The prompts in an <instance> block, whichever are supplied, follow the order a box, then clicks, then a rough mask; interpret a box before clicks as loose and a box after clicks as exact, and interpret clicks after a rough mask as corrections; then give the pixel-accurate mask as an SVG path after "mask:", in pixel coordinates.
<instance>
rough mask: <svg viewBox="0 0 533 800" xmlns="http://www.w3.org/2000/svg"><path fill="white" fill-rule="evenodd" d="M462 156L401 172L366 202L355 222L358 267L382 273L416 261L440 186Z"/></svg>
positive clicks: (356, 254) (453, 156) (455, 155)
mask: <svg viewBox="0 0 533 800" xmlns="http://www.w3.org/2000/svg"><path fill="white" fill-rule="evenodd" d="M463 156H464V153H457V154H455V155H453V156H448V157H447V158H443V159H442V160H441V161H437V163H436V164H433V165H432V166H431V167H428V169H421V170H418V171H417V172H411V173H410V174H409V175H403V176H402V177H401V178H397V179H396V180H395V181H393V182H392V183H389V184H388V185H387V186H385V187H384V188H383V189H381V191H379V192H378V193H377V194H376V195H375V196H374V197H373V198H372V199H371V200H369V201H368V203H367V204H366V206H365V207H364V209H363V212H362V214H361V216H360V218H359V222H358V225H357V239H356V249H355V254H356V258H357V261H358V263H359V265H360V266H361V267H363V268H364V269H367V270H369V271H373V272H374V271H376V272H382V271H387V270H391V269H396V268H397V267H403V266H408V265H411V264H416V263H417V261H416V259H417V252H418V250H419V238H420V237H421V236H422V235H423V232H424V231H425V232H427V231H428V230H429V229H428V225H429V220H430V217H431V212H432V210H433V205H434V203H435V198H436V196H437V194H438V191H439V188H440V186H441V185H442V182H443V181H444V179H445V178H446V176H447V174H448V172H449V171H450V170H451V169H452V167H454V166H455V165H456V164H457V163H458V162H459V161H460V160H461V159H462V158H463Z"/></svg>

• What you are asked to do
What is the number of lines in the records that contain the string "instance"? Give only that number.

• Output
2